- Data to process:
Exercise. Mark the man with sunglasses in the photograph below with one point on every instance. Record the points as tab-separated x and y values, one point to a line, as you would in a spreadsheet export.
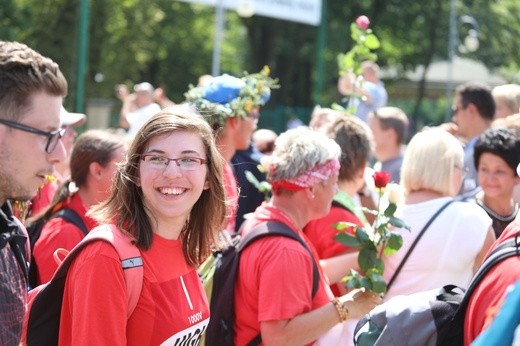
473	111
32	88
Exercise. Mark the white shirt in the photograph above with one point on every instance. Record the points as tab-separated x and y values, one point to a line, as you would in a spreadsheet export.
446	252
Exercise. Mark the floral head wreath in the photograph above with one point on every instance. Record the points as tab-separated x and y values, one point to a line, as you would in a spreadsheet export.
227	96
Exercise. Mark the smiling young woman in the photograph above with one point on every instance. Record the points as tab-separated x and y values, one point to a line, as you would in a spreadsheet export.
168	198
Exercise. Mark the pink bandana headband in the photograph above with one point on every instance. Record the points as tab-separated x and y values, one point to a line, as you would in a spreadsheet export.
315	175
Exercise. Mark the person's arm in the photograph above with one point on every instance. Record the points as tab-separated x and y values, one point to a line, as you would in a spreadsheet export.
488	241
309	326
337	267
95	305
56	233
128	107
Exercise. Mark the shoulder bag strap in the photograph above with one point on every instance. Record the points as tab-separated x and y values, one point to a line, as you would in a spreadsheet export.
405	258
71	216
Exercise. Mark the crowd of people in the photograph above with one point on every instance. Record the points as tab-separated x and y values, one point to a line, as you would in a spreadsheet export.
180	182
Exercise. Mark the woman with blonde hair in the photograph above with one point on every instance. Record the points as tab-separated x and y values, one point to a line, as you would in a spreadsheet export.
455	243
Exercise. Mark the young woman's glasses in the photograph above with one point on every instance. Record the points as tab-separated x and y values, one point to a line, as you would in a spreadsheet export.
53	137
184	163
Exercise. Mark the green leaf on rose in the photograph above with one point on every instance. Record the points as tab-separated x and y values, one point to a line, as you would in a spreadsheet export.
395	242
372	42
363	236
378	282
348	240
340	226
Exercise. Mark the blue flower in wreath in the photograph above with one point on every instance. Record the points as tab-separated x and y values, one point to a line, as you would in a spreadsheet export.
223	89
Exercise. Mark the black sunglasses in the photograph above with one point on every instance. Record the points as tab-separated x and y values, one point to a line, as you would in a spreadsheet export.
53	137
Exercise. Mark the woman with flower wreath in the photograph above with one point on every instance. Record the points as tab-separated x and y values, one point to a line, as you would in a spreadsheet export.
496	156
454	245
168	200
231	106
352	135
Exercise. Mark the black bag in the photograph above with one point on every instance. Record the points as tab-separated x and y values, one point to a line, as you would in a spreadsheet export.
433	317
224	268
34	230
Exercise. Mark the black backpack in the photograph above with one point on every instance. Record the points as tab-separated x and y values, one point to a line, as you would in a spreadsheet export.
433	317
225	263
34	229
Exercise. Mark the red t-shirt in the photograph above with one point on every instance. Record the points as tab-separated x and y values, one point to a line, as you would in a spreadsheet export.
321	234
487	298
58	233
172	308
231	188
274	279
44	197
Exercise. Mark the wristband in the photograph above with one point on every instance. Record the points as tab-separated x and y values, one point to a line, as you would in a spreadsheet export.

- Work task: Write out, exactly as given, the line containing "Exercise. Mark the woman with flower" and every line after it to the end of the records. Include nothing else.

- Reply to the exercise:
Exercise. Mark the woman with flower wreath in the photograph above with one point on every instance. Record the points as tab-separated x and y values, one point to a line, as you would in a spreadsheet export.
496	156
454	245
168	200
231	106
352	135
Exercise. Mark the black bag in the photograph above with one point on every instance. Record the points as tab-separated x and y values, one point to a line, as you would in a spreadsheet export.
433	317
224	268
34	230
Exercise. Mark the black backpack in the photograph above with one point on every instance. Record the points as tab-separated x and y values, one point to a line, as you would in a spreadsheet export.
433	317
225	263
34	229
Exercise. Mark the red t-shirt in the photograph above with one point on every instance. Record the points as tab-separated x and y values, one point to a line, as you would in a spreadsheet export.
321	234
487	298
58	233
172	308
231	188
274	279
44	197
Exercise. Mark the wristband in the photograph above with one point on every instance. Record the points as tab-separated x and y values, one point to a line, as you would in a spreadsheet export.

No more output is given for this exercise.